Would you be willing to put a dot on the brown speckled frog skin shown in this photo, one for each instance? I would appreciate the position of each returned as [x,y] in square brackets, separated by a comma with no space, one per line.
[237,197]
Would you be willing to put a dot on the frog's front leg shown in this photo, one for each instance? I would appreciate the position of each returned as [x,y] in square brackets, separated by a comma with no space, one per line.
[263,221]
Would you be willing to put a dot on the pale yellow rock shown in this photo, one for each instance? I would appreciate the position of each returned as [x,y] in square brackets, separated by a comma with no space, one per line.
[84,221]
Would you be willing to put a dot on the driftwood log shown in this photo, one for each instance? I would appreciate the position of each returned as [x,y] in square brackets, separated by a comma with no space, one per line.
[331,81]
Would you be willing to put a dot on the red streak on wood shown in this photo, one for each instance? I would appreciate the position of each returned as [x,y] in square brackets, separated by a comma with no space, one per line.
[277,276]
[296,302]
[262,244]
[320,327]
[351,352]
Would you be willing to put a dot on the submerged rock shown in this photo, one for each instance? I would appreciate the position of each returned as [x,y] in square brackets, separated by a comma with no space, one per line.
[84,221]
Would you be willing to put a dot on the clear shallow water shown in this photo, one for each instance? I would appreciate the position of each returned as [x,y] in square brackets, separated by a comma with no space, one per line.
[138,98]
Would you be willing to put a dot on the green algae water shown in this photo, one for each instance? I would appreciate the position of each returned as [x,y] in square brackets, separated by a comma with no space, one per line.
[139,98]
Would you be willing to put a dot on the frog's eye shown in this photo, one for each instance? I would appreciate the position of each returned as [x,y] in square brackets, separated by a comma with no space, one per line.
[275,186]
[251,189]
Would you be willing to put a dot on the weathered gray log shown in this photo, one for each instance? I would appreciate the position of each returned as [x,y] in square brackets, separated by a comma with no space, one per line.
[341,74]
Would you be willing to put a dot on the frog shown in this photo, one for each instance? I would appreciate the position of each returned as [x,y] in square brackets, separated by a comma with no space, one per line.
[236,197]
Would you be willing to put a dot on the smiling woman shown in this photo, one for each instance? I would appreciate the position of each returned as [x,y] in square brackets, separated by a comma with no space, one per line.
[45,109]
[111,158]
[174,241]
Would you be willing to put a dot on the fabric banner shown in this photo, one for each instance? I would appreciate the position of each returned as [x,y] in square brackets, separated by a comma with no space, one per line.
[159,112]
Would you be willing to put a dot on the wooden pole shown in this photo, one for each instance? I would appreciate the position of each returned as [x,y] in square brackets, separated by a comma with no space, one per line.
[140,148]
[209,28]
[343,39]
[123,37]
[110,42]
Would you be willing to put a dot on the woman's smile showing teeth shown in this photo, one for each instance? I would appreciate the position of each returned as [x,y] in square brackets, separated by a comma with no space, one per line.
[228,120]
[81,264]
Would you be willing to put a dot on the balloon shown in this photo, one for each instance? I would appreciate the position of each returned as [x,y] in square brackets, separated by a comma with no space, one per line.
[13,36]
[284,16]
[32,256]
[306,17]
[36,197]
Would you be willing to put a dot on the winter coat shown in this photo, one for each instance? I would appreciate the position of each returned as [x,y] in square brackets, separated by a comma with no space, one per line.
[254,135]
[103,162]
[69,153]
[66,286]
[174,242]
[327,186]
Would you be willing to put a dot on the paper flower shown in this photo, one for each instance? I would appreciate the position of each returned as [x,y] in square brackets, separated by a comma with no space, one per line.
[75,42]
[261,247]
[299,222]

◆ ◆ ◆ ◆ ◆

**Task requirements**: Only the final stretch of the entries above is needed: print exactly the lines from the line containing "Would you be willing to put a dot on the paper" through the last one.

**Answer box**:
Would you be willing to put a dot on the paper flower shown in this photo, one for each instance? I would appreciate the position of each returned as [x,y] in square brackets, separated by a comma with no space, one per line.
[75,42]
[261,247]
[299,222]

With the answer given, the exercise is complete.